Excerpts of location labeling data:
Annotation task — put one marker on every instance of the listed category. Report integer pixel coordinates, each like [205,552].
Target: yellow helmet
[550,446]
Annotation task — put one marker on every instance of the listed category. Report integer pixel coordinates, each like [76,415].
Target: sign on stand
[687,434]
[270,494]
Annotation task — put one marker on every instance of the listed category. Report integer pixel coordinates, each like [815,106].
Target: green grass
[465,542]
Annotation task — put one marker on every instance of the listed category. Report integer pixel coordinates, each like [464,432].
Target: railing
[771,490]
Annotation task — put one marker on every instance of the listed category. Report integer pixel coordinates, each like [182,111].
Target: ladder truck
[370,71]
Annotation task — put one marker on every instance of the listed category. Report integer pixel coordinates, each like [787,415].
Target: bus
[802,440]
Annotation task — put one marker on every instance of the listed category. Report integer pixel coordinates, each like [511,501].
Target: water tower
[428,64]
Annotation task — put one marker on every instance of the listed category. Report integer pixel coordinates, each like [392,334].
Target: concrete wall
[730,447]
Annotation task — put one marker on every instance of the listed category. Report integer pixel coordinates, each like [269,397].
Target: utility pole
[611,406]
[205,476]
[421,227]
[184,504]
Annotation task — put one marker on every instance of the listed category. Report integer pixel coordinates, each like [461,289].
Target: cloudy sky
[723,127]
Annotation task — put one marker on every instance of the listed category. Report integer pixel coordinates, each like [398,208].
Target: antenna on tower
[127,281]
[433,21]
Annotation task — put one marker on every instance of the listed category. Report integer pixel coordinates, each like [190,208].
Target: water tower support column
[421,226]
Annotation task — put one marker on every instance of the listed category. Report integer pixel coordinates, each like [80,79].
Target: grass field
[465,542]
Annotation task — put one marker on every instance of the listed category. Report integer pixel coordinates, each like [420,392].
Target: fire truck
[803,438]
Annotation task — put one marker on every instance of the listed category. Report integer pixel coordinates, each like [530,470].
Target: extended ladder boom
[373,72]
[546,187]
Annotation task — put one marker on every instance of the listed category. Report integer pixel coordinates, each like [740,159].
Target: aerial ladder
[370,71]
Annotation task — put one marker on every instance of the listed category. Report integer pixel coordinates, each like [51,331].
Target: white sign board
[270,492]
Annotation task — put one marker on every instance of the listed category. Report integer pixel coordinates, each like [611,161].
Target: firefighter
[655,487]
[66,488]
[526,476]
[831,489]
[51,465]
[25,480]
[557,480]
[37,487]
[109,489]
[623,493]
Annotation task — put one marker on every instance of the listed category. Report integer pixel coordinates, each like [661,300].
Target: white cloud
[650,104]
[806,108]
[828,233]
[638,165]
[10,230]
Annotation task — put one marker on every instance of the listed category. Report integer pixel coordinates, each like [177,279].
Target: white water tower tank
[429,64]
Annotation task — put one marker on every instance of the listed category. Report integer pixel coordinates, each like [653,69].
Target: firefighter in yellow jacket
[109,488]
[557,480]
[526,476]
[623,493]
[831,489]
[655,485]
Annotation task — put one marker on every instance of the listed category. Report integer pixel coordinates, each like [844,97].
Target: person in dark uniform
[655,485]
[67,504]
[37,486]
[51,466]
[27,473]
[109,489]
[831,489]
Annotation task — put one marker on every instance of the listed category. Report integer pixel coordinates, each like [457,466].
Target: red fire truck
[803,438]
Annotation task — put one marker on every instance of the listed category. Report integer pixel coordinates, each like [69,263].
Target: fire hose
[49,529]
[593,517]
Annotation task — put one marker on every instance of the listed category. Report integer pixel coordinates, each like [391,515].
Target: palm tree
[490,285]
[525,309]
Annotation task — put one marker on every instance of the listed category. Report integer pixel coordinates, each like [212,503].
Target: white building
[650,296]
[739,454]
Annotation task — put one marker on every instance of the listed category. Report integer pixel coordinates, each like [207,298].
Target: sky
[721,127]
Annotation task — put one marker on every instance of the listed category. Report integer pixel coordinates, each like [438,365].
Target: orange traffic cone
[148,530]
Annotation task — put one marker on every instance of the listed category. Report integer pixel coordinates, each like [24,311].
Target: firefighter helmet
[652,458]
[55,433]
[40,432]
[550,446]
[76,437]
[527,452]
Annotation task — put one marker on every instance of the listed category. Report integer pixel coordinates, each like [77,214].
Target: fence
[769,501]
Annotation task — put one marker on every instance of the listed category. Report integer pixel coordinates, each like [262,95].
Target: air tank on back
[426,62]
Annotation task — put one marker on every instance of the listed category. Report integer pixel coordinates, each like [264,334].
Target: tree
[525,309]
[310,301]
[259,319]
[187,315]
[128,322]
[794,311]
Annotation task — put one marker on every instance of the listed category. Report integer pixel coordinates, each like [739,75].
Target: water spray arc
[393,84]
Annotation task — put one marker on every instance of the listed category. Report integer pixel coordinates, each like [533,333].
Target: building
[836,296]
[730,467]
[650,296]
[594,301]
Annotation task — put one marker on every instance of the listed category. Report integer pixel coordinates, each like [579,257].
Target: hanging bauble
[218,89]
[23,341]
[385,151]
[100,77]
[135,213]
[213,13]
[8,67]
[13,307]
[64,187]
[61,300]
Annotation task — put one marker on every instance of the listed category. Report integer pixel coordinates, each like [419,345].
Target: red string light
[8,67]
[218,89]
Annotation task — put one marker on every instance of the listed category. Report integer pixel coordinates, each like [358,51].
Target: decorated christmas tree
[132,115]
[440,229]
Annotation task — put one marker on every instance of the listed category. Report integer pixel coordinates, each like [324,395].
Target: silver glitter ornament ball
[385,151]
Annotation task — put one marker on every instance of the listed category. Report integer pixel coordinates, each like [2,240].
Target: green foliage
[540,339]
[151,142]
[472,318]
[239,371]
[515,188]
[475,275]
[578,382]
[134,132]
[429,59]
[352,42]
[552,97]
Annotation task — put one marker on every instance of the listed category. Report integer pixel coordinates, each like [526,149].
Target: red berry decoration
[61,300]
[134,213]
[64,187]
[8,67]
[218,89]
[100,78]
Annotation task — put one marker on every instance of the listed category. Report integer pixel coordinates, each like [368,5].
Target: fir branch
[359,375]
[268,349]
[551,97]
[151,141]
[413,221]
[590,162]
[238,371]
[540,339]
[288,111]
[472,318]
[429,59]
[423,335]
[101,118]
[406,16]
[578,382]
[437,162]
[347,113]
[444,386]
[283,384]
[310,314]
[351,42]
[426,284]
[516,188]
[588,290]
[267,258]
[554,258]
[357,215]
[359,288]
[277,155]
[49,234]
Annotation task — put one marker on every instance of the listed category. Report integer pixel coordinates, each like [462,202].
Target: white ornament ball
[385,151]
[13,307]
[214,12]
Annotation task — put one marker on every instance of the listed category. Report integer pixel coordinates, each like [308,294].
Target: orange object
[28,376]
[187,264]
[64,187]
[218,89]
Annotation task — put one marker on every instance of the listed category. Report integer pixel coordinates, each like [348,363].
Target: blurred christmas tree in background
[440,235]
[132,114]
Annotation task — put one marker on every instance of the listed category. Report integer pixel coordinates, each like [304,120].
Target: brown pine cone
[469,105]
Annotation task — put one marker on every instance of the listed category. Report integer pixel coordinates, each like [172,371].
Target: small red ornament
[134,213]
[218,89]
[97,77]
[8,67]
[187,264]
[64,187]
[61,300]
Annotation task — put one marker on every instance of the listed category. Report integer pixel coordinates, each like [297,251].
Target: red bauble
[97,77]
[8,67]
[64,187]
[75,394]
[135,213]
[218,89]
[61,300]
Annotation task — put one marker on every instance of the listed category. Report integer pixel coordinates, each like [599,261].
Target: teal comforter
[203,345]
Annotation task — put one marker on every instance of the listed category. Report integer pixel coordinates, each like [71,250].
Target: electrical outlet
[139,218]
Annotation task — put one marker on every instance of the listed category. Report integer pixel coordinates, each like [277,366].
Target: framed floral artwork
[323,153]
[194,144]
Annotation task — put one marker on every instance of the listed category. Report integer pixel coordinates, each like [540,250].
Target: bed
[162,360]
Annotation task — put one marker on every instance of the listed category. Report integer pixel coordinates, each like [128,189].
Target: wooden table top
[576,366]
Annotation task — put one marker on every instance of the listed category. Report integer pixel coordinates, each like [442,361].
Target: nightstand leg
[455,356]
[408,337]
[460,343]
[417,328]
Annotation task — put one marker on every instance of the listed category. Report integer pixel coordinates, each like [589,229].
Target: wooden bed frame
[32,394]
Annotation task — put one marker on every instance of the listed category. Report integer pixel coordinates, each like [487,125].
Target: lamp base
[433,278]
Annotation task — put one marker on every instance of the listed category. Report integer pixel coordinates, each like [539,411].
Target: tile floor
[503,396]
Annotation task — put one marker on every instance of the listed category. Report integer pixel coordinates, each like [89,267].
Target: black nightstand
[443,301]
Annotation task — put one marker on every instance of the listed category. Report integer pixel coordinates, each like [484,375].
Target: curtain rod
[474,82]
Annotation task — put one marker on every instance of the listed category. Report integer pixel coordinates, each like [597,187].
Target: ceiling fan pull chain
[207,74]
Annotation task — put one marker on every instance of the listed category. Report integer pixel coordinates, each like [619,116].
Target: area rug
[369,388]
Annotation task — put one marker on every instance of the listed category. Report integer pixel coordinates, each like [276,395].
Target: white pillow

What you have to do:
Reproduce, exactly and with nothing added, the lines from the one that includes "each like [487,125]." through the last line of the material.

Worked answer:
Annotation task — put one marker on every instance of the listed category. Report integer pixel coordinates, each like [487,125].
Target: lamp base
[433,278]
Annotation task — put one marker on every instance of the listed category. Report integer pixel coordinates, each like [539,411].
Target: tile floor
[503,396]
Annotation task — put one marker on every instance of the listed category. Report integer pixel coordinates, each like [89,267].
Target: black nightstand
[443,301]
Annotation task — put one marker on every instance of the listed category. Report integer pixel coordinates, each like [484,375].
Target: curtain rod
[474,82]
Annotation task — put one marker on every instance of the listed category. Report integer pixel coordinates, each like [597,187].
Target: ceiling fan pull chain
[207,74]
Annotation task — put one marker on every instance of the listed category. Report integer pixel coordinates, each like [619,116].
Target: area rug
[369,388]
Annotation task — put one marker on every instance of the listed category. Report integer pixel coordinates, each like [276,395].
Target: white pillow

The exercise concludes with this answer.